● **Çalışma metni**:
Tamam, peki, ben bende olanlarla yetineyim, elâlemin malını mülkünü, gül cemalini, basiretini, zekâsını, melek huyunu, fidan boyunu kıskanmayayım. Pekalâ, bunu başarabilirim sanıyorum. Ama birader, niye kıvırtalım ki şimdi, kim istemez Prat Bitt kadar yakışıklı ya da kerimesi Angelina hanımefendi kadar afet olmayı?

Tamam, herkes ister, ama olmayanların kabahati ne?

Şimdi geçse Angelina hemşire karşımıza ve ağzımızın burnumuzun biçimsiz yanlarıyla, et benlerimizle, siğillerimizle dalga geçse, Salieri gibi hasetten çatlayıp, onu yaratan Tanrı'ya posta koyasımız gelmez mi?

Peki ya ibiş kılıklı zevzek herifin teki dikilse karşımıza da "ben yetenekli doğdum, ikna kabiliyetim yüksektir, o nedenle siz ilkel primatlar beni kör besler gibi beslemek ve kendiniz izbelerde yaşar, mezbeleliklerde boğaz tokluğuna çalışırken, sırf sizden daha şanslı bir genetik piyangonun meyvasıyım diye, hayatınızın geri kalanını beni tahtırevanlarda gezdirmek için heder edeceksiniz" dese, hemen oracıkta öper misiniz, yoksa sabaha mı saklarsınız o şaklabanı?

Ona demez miyiz, "yok kardeş, aslına bakarsan, sende olan yetenekler senin tapulu mülkün değil, içinde yüzdüğümüz şu hayat ırmağının ortak zenginliğidir; bencillik etmeyip bu tohumun meyvalarını hepimizle paylaşmak zorundasın" diye?

Tamam, madem aylaksın ve yetenekli olduğun için bu aylaklık eğilimini "tanrısal hak" olarak pazarlayabiliyorsun; üstelik boş zamanlarında eğlence olsun diye yaptığın o resimlere, yazdığın yazılara ya da çalıp çığırdığın türkülere para veren de çıkıyor; peki, al telifini hayrını gör, ister çarçur et ister kooperatife gir, salon salomanje ev falan al.

Ama kardeşim, ne oluyor, bir de utanmadan "ben şimdi Amerika'da doğmuş olsaydım şatom olurdu!" diye tutturuyorsun?

Oralarda doğan her yetenekli adam otomatikman "sanatçı" mı oluyor? Kaçı harcanıp gidiyor ve kaçı tutunabiliyor acımasız piyasanın dişlileri arasında? Bu yanılsama ve ahmak söğüşleme çarkının en mostralık konu mankenleri paraya boğuluyor diye, senin yoksul ülken de seni ve senin gibi anasının gözü lâf ebelerini servete ve saygınlığa mı boğmak zorunda?

(Veri kayıtları)
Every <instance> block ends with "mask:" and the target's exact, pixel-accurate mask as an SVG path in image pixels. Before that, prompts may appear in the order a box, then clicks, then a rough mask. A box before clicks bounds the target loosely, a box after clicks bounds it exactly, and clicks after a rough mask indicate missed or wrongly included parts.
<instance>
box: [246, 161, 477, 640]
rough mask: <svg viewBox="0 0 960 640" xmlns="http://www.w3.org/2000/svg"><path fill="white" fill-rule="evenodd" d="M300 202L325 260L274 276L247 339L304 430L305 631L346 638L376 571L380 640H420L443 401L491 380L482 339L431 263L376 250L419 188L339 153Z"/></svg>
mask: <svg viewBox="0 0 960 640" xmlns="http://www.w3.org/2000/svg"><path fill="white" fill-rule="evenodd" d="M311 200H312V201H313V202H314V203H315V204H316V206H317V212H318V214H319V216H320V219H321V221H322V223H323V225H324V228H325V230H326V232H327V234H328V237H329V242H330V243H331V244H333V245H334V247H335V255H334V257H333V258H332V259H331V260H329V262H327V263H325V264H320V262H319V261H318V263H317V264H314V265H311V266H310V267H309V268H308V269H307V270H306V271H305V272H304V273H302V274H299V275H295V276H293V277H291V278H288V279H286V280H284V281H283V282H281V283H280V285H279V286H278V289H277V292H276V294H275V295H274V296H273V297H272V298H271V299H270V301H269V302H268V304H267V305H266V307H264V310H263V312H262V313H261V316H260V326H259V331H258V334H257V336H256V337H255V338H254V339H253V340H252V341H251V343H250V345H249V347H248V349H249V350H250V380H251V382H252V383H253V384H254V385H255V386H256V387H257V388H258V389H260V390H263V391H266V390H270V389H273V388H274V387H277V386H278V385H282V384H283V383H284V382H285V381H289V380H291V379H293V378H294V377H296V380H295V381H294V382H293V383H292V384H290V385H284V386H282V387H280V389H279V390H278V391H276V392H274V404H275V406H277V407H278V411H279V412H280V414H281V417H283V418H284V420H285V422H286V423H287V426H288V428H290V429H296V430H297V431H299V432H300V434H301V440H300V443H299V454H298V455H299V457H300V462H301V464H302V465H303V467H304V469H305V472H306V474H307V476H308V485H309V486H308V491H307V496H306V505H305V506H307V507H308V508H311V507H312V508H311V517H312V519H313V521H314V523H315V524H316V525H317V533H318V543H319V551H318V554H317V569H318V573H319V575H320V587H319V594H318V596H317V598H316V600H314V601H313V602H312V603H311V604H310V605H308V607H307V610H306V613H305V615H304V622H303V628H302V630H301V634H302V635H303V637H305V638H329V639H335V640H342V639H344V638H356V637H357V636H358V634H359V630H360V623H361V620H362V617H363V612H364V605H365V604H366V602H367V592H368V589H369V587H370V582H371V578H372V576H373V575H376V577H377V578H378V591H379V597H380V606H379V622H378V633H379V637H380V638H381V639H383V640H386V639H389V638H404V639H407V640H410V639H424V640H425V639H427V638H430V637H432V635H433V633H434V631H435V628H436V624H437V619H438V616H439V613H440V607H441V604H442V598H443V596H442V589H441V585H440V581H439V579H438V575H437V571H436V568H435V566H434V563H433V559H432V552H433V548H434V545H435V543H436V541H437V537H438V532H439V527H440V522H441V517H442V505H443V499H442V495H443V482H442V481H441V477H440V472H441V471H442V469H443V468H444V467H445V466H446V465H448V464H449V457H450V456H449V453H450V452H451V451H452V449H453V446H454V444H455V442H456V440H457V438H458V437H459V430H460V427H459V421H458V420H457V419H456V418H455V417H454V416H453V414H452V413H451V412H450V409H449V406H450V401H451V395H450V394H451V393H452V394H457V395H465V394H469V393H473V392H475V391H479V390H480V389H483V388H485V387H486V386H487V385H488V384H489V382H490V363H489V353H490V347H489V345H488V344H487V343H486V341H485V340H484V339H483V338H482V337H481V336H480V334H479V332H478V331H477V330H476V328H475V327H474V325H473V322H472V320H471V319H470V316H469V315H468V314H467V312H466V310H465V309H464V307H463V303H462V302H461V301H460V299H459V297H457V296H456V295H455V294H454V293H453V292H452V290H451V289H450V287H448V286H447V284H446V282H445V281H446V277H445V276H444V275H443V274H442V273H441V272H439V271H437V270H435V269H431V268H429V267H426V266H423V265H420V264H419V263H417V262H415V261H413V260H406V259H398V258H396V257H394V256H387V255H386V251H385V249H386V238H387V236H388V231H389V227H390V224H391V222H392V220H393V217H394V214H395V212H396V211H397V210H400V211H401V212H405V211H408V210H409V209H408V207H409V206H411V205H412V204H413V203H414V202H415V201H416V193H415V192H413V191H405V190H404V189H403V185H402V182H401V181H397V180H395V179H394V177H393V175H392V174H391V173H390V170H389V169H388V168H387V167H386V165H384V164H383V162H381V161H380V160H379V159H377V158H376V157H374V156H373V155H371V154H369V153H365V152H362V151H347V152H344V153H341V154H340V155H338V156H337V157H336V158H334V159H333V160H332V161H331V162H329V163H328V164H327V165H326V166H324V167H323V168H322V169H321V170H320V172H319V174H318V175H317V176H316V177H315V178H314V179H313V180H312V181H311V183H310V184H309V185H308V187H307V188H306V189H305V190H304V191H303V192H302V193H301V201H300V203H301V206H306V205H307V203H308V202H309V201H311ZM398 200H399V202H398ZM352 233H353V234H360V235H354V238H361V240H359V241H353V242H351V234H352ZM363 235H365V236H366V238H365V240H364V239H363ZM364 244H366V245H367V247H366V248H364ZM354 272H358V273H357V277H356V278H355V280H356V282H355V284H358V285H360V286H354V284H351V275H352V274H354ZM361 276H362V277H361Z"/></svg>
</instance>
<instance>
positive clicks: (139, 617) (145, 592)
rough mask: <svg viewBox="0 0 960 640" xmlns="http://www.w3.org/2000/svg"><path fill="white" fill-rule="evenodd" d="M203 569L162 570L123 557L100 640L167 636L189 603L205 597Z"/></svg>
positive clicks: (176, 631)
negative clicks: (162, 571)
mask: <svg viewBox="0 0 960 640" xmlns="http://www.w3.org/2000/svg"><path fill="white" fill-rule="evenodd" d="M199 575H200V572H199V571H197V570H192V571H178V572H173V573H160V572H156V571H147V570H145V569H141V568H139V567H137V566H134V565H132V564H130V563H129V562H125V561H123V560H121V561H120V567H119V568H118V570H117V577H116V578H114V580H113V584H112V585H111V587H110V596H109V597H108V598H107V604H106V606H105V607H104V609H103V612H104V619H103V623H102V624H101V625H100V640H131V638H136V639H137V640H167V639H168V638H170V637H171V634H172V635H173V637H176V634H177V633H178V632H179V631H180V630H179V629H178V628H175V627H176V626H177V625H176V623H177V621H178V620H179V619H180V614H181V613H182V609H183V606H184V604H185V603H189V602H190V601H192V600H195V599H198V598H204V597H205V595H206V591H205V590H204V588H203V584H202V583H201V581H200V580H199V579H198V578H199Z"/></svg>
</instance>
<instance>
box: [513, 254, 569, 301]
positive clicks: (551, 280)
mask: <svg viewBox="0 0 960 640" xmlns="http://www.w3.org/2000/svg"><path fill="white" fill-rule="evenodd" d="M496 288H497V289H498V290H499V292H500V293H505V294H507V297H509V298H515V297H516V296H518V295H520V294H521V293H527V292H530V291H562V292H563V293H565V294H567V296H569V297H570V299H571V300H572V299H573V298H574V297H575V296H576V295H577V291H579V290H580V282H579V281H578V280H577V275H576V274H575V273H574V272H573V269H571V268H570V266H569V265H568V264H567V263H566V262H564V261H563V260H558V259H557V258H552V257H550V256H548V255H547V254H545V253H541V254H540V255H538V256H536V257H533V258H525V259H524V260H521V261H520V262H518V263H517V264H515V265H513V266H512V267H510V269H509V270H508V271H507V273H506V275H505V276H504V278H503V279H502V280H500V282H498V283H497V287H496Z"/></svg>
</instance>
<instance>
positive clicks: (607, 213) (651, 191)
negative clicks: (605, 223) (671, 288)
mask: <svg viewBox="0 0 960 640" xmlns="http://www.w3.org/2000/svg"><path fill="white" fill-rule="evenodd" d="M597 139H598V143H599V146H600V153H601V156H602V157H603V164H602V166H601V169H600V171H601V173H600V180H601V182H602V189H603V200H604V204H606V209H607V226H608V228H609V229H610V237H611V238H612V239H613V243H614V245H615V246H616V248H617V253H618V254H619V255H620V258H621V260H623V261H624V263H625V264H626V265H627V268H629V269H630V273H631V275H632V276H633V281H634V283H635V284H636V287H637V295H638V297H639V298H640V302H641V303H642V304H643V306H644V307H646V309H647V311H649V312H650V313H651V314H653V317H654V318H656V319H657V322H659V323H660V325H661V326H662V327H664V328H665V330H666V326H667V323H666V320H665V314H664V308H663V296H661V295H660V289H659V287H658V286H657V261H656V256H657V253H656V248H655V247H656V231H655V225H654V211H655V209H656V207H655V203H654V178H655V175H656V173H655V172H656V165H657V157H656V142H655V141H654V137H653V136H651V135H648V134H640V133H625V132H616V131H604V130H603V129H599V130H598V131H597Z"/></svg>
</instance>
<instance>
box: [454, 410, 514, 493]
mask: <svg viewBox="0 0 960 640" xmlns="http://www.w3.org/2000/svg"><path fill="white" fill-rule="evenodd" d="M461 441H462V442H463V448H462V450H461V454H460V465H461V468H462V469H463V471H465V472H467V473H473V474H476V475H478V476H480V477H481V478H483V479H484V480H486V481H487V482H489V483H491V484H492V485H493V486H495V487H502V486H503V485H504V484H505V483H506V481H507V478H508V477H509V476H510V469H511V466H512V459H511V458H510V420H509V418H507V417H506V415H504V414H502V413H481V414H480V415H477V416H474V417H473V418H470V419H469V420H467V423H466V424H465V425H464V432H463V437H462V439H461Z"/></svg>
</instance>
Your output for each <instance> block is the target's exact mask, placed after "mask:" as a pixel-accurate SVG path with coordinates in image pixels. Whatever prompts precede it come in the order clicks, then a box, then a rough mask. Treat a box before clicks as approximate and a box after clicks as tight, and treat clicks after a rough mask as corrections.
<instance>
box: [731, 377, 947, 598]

● **Görev tanımı**: Çalışma metninin "Peki ya ibiş" sözlerinden başlayıp "saklarsınız o şaklabanı?" sözlerine kadar (bu sözler dahil) olan kısmını, "şaklabanı" yerine "soytarıyı" koyarak yeniden yaz.

● **Görev çıktısı**:
Peki ya ibiş kılıklı zevzek herifin teki dikilse karşımıza da "ben yetenekli doğdum, ikna kabiliyetim yüksektir, o nedenle siz ilkel primatlar beni kör besler gibi beslemek ve kendiniz izbelerde yaşar, mezbeleliklerde boğaz tokluğuna çalışırken, sırf sizden daha şanslı bir genetik piyangonun meyvasıyım diye, hayatınızın geri kalanını beni tahtırevanlarda gezdirmek için heder edeceksiniz" dese, hemen oracıkta öper misiniz, yoksa sabaha mı saklarsınız o soytarıyı?